- **SUPPLIED PASSAGE**
____________________
Servants of Globalization
Servants of Globalization offers a groundbreaking study of migrant Filipino domestic workers who leave their own families behind to do the caretaking work of the global economy. Since its initial publication, the book has informed countless students and scholars and set the research agenda on labor migration and transnational families.
With this second edition, Rhacel Salazar Parreñas returns to Rome and Los Angeles to consider how the migrant communities have changed. Children have now joined their parents. Male domestic workers are present in significantly greater numbers. And, perhaps most troubling, the population has aged, presenting new challenges for the increasingly elderly domestic workers. New chapters discuss these three increasingly important constituencies. The entire book has been revised and updated, and a new introduction offers a global, comparative overview of the citizenship status of migrant domestic workers. Servants of Globalization remains the defining work on the international division of reproductive labor.
____________________
- **WORK TO BE COMPLETED**
Copy out the whole description of Servants of Globalization word for word.

- **DATA EXCERPTS**
____________________
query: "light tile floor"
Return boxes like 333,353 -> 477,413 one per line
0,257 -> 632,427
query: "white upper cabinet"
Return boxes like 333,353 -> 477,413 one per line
____________________
- **RESULT BELOW**
Servants of Globalization
Servants of Globalization offers a groundbreaking study of migrant Filipino domestic workers who leave their own families behind to do the caretaking work of the global economy. Since its initial publication, the book has informed countless students and scholars and set the research agenda on labor migration and transnational families.
With this second edition, Rhacel Salazar Parreñas returns to Rome and Los Angeles to consider how the migrant communities have changed. Children have now joined their parents. Male domestic workers are present in significantly greater numbers. And, perhaps most troubling, the population has aged, presenting new challenges for the increasingly elderly domestic workers. New chapters discuss these three increasingly important constituencies. The entire book has been revised and updated, and a new introduction offers a global, comparative overview of the citizenship status of migrant domestic workers. Servants of Globalization remains the defining work on the international division of reproductive labor.